The answer must be an exact restatement of all the data.

(Point localization data)
::::::::

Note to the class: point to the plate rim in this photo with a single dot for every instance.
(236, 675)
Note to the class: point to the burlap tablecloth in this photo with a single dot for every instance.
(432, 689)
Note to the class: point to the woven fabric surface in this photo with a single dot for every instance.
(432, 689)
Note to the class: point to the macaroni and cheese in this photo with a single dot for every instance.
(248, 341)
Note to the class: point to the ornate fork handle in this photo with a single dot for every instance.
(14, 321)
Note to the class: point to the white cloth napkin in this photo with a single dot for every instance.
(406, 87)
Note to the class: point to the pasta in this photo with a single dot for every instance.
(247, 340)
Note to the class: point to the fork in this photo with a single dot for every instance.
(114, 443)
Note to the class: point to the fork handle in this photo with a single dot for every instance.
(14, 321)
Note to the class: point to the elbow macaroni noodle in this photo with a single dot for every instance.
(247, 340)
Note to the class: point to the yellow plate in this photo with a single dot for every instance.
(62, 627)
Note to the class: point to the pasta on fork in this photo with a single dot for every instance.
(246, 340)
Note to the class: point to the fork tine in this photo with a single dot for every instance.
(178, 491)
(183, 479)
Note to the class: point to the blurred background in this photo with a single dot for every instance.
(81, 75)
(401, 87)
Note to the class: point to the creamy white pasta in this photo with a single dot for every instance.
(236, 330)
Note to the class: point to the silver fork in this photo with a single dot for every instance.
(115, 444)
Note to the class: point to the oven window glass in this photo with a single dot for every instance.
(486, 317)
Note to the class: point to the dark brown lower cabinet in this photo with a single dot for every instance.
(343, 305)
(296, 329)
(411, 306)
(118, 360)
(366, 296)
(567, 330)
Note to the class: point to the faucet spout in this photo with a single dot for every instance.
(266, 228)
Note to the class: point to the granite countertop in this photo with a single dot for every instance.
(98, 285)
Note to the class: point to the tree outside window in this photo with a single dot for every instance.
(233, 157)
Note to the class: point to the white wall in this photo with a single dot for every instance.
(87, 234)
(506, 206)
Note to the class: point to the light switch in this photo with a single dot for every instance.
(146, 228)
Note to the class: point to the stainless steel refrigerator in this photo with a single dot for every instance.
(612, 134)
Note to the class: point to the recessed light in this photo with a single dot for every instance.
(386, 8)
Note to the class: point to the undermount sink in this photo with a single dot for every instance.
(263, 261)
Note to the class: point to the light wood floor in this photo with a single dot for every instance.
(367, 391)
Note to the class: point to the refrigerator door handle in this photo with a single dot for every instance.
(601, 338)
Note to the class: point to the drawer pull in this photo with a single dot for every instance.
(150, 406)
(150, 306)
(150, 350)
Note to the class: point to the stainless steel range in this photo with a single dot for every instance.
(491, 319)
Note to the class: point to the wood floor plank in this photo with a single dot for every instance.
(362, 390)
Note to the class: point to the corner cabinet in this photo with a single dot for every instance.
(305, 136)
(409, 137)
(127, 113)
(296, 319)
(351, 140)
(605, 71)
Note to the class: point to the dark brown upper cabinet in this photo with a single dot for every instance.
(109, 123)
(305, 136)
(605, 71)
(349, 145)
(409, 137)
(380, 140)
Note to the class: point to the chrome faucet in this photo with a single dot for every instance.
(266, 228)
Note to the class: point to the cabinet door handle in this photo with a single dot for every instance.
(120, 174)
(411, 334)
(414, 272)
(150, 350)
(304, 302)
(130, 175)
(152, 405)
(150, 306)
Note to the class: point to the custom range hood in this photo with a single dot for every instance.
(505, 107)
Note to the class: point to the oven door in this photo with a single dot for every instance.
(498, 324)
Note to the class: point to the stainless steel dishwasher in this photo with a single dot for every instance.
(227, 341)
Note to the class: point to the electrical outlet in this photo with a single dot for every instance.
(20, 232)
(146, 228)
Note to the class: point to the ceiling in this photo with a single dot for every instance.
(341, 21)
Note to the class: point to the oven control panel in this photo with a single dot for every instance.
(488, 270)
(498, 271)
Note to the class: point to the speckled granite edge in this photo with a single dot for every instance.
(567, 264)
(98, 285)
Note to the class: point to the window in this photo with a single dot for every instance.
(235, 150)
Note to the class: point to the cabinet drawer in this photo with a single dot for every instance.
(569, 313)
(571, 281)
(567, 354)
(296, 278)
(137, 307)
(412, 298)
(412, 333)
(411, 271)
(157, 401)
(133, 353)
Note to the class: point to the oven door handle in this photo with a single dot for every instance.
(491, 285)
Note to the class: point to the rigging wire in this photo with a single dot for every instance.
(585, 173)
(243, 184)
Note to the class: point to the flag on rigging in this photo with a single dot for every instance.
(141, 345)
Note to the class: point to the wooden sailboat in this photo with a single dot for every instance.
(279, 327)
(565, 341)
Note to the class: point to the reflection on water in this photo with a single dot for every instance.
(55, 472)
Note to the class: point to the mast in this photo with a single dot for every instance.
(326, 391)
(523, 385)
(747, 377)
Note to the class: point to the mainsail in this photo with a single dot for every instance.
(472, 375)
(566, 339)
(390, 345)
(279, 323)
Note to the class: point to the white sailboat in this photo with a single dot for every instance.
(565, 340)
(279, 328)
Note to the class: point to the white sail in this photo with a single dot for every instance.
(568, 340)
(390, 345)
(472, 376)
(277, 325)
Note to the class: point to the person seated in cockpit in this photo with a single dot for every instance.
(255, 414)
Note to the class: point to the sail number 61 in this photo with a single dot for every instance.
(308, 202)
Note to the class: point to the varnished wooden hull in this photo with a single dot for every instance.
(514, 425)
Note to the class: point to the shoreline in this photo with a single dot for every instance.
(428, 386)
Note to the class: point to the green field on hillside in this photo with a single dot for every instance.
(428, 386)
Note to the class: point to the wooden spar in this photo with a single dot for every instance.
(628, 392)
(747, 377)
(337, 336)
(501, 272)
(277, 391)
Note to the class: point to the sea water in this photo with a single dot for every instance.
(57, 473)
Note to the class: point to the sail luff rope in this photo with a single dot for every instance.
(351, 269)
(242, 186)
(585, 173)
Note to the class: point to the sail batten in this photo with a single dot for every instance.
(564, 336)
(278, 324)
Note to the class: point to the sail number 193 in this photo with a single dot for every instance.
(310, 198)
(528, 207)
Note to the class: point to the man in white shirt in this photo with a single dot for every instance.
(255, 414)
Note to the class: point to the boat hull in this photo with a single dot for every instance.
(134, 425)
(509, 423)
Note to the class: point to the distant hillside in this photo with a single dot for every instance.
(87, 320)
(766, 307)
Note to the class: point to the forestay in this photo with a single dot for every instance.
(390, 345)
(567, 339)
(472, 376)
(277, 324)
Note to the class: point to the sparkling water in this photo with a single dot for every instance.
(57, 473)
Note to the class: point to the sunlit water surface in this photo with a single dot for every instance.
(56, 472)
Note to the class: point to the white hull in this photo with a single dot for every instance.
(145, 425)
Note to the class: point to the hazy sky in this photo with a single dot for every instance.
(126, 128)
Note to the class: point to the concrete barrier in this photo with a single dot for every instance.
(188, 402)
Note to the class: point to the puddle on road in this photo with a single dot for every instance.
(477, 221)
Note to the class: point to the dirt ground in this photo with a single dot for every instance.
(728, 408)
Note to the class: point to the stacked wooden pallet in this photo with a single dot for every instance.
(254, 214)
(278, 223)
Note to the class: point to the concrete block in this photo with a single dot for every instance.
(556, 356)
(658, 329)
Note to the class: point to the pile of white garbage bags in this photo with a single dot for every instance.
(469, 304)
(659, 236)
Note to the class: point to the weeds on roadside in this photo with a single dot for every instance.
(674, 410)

::::::::

ANSWER FOR THIS EXERCISE:
Note to the class: point to the plate rim in this photo with a single dot for every instance.
(236, 675)
Note to the class: point to the burlap tablecloth in this photo with a single dot for every instance.
(432, 689)
Note to the class: point to the woven fabric surface in this photo with a single dot for every instance.
(432, 689)
Note to the class: point to the macaroni and cheese in this photo with a single dot for every instance.
(248, 341)
Note to the class: point to the ornate fork handle in this photo with a single dot for every instance.
(14, 321)
Note to the class: point to the white cloth napkin in this photo with a single dot for every instance.
(406, 87)
Note to the class: point to the pasta in this photo with a single dot for every instance.
(247, 340)
Note to the class: point to the fork in this photo with a single dot for every instance.
(114, 443)
Note to the class: point to the fork handle in this photo with a single dot for every instance.
(14, 321)
Note to the class: point to the elbow macaroni noodle in this photo with a single dot for every instance.
(247, 340)
Note to the class: point to the yellow plate in this photo with a single dot for every instance.
(62, 627)
Note to the class: point to the pasta on fork in this photo with a single dot for every instance.
(246, 340)
Note to the class: point to the fork tine in this photo with a single dot for every instance.
(178, 491)
(183, 479)
Note to the class: point to the blurred background in this photo with a single dot for every instance.
(81, 75)
(401, 87)
Note to the class: point to the creamy white pasta in this photo with a single dot for every instance.
(236, 330)
Note to the class: point to the silver fork in this photo with a single dot for every instance.
(115, 444)
Note to the class: point to the oven window glass in this photo with a single dot for every instance.
(486, 317)
Note to the class: point to the dark brown lower cabinet in this photo with a single dot for every instance.
(343, 305)
(296, 329)
(411, 306)
(118, 360)
(366, 296)
(567, 330)
Note to the class: point to the faucet spout in this photo with a single dot for every instance.
(266, 228)
Note to the class: point to the granite countertop in this photo with a single dot for every instance.
(98, 285)
Note to the class: point to the tree outside window in this photo with a single dot for every instance.
(233, 157)
Note to the class: point to the white wall in this photo with a single dot for every instance.
(87, 234)
(506, 206)
Note to the class: point to the light switch in this photo with a single dot for every instance.
(146, 228)
Note to the class: point to the stainless steel refrigerator in this photo with a single dot for every instance.
(612, 134)
Note to the class: point to the recessed light in this photo with a single dot for every instance.
(386, 8)
Note to the class: point to the undermount sink in this photo with a single dot for every instance.
(263, 261)
Note to the class: point to the light wood floor in this photo with a single dot for every instance.
(367, 391)
Note to the class: point to the refrigerator door handle in this photo with a single dot for every instance.
(601, 338)
Note to the class: point to the drawer pull in this photo with a single dot for every instance.
(150, 406)
(150, 306)
(150, 350)
Note to the class: point to the stainless steel range in this photo with a single dot for every instance.
(491, 319)
Note to the class: point to the wood floor plank in this photo with a single dot for every instance.
(362, 390)
Note to the class: point to the corner cabinet in this photo with a single dot for every instance.
(305, 136)
(409, 137)
(127, 113)
(296, 319)
(351, 140)
(605, 71)
Note to the class: point to the dark brown upper cabinet in this photo with a single dot for every instance.
(109, 123)
(305, 136)
(605, 71)
(349, 145)
(409, 137)
(380, 140)
Note to the class: point to the chrome faucet in this photo with a single dot for every instance.
(266, 228)
Note to the class: point to the cabinet door handle in this photo with a single dot for every instance.
(120, 174)
(411, 334)
(414, 272)
(150, 350)
(304, 302)
(130, 175)
(152, 405)
(150, 306)
Note to the class: point to the custom range hood in this photo with a single dot for every instance.
(505, 107)
Note to the class: point to the oven door in this photo with a single dot for every instance.
(498, 324)
Note to the class: point to the stainless steel dishwasher in this photo with a single dot for every instance.
(227, 341)
Note to the class: point to the electrical outlet in this photo with a single dot for every instance.
(20, 232)
(146, 228)
Note to the class: point to the ceiling in this photo with a single dot for every instance.
(341, 21)
Note to the class: point to the oven control panel in this photo with a single dot for every instance.
(488, 270)
(498, 271)
Note to the class: point to the speckled granite edge in this photo with a single dot for every instance.
(567, 264)
(98, 285)
Note to the class: point to the window in this photo with a single dot for every instance.
(235, 150)
Note to the class: point to the cabinet drawer in this photo with a single dot for every instance.
(569, 313)
(571, 281)
(567, 354)
(296, 278)
(137, 307)
(412, 298)
(412, 333)
(411, 271)
(157, 401)
(133, 353)
Note to the class: point to the oven door handle in this photo with a single dot for every instance.
(491, 285)
Note to the class: point to the rigging wire in this photo with a single dot for every instance.
(585, 173)
(243, 184)
Note to the class: point to the flag on rigging in this photo with a single dot for every instance.
(141, 345)
Note to the class: point to the wooden sailboat in this photo with a single dot for every instance.
(279, 327)
(565, 341)
Note to the class: point to the reflection on water in this photo with a single dot for every instance.
(55, 472)
Note to the class: point to the mast in this photo with a single dot for every instance.
(326, 391)
(523, 385)
(747, 377)
Note to the class: point to the mainsail in this photo with a single dot for every instance.
(472, 375)
(566, 339)
(390, 345)
(279, 323)
Note to the class: point to the white sailboat in this photo with a single dot for every instance.
(565, 340)
(279, 328)
Note to the class: point to the white sail in this photo with a single dot for every instance.
(568, 340)
(390, 345)
(472, 376)
(277, 325)
Note to the class: point to the person seated in cockpit in this photo with a single dot for every instance.
(255, 414)
Note to the class: point to the sail number 61 in this photo with a single dot for every instance.
(308, 202)
Note to the class: point to the varnished wooden hull in this photo with a single dot for every instance.
(514, 425)
Note to the class: point to the shoreline in this photo with a single dot for every instance.
(428, 386)
Note to the class: point to the green field on hillside in this photo with a single dot for every instance.
(428, 386)
Note to the class: point to the wooden spar in this photo with a single dot for every instance.
(628, 392)
(747, 377)
(337, 336)
(501, 272)
(277, 391)
Note to the class: point to the sea water in this photo with a single dot for every instance.
(57, 473)
Note to the class: point to the sail luff rope in this photo with a single dot for every instance.
(351, 269)
(242, 186)
(585, 173)
Note to the class: point to the sail batten in this photo with a single dot for every instance.
(564, 336)
(278, 324)
Note to the class: point to the sail number 193 in this photo with a single dot for every instance.
(310, 198)
(528, 207)
Note to the class: point to the man in white shirt in this photo with a single dot for every instance.
(255, 414)
Note to the class: point to the boat hull in this photo with a single dot for every instance.
(134, 425)
(509, 423)
Note to the class: point to the distant hillside in this photo with a single dot for every instance.
(87, 320)
(766, 307)
Note to the class: point to the forestay in this photo with a single dot for every instance.
(390, 345)
(567, 339)
(472, 376)
(277, 324)
Note to the class: point to the sparkling water in this photo with a single dot for every instance.
(57, 473)
Note to the class: point to the sunlit water surface in this photo with a single dot for every instance.
(56, 472)
Note to the class: point to the white hull in this photo with a single dot for every instance.
(145, 425)
Note to the class: point to the hazy sky in this photo with a single dot for every instance.
(126, 128)
Note to the class: point to the concrete barrier in this photo with a single dot for every instance.
(188, 402)
Note to the class: point to the puddle on road in this photo with a single dot for every instance.
(477, 221)
Note to the class: point to the dirt ground in this photo with a single dot for every instance.
(728, 408)
Note to the class: point to the stacked wooden pallet in this photo with a single dot for every instance.
(254, 214)
(278, 223)
Note to the class: point to the concrete block in this photo with a single dot for every instance.
(556, 356)
(658, 329)
Note to the class: point to the pile of white garbage bags in this photo with a single dot for every instance.
(469, 304)
(659, 236)
Note to the class: point to the weeds on roadside in this photo with a single dot for every instance.
(674, 410)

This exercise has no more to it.